History Of Miriam Haskell (1899 to 1981)
Miriam Haskell, seen below, was a celebrated American jewellery designer, business woman, and costume jewelry pioneer. She was noted for her original but affordable hand-made costume jewellery, which successfully reflected, and was sensitive to, both the economic times and historic events in America, be it the Great Depression of the 1930s or the war years of the late 1940s. Coming to the fore in America at a time when Coco Chanel had just launched her vrais bijoux en toc, or real fake jewelry, collection in Europe, Miriam was able to ride on an American obesssion with French fashion and model her early jewellery on European costume jewellery, competing directly with Chanel and Italian designer Elsa Schiaparelli.
A portrait of Miriam Haskell from the late 1930s. (Source – Malcolm H. Dubin nephew to Miriam Haskell).
One of four children, she was born in the small town of Tell City, Indiana, to her Russian Jewish immigrant parents. They owned one of the town’s dry goods stores carrying fabric and cloth, somewhat akin to an English haberdashery store. Miriam progressed through High School in nearby New Albany before studying at Chicago University for three years, but without graduating. In 1924 Miriam set off for New York City with a fabled $500 in her purse, more than likely loaned to her by her shop keeper father. On the 30th July 1926 a business permit was issued in Miriam’s name, allowing her to open a gift shop style boutique – Le Bijou de L’Heure – in The McAlpin Hotel on 103 Sixteenth Street.
Miriam Haskells first store window – Le Bijou de L’Heure (or Jewels of the Moment).

-------

**Exercise tasks:**
• a. In the Miriam Haskell history, what was the name of the boutique she opened in The McAlpin Hotel?
• b. From the rows below, pull out every line containing the string "blue", treating uppercase and lowercase as different.

(Excerpts from location labeling data)

-------

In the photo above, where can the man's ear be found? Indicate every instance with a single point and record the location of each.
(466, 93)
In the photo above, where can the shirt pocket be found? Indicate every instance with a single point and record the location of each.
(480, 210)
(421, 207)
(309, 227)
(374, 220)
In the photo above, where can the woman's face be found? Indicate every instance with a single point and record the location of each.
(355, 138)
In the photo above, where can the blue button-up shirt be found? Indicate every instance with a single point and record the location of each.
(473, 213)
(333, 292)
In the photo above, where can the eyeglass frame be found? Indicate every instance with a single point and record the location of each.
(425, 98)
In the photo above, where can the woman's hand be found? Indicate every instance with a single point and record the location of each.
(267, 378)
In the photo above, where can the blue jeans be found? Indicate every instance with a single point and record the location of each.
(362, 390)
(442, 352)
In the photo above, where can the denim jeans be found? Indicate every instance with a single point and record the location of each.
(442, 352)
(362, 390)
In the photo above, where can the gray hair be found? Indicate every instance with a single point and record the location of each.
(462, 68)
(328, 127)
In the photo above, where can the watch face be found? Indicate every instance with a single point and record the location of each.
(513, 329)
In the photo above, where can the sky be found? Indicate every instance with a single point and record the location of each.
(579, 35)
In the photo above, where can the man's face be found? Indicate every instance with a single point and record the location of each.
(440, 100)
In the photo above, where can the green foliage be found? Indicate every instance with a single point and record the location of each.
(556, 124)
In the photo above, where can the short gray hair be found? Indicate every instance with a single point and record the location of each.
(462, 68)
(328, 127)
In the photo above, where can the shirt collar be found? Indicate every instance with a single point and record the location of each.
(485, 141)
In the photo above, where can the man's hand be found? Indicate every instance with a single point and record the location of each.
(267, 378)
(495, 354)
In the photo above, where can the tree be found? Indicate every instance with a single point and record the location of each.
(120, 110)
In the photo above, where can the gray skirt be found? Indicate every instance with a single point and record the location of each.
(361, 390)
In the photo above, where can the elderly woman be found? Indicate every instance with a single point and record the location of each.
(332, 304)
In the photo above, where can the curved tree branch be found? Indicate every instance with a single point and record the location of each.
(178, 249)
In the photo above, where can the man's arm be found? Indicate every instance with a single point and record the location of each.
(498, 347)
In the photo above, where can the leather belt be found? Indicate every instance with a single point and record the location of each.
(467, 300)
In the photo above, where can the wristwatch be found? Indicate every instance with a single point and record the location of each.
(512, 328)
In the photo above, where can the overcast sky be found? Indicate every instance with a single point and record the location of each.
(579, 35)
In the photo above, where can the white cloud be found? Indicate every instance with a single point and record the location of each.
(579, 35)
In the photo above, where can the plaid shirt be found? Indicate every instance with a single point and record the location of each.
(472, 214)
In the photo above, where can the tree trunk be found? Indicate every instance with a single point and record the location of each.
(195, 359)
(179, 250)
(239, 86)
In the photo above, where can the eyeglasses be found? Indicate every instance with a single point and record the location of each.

-------

**Solved tasks:**
• a. Le Bijou de L'Heure

• b.
In the photo above, where can the blue button-up shirt be found? Indicate every instance with a single point and record the location of each.
In the photo above, where can the blue jeans be found? Indicate every instance with a single point and record the location of each.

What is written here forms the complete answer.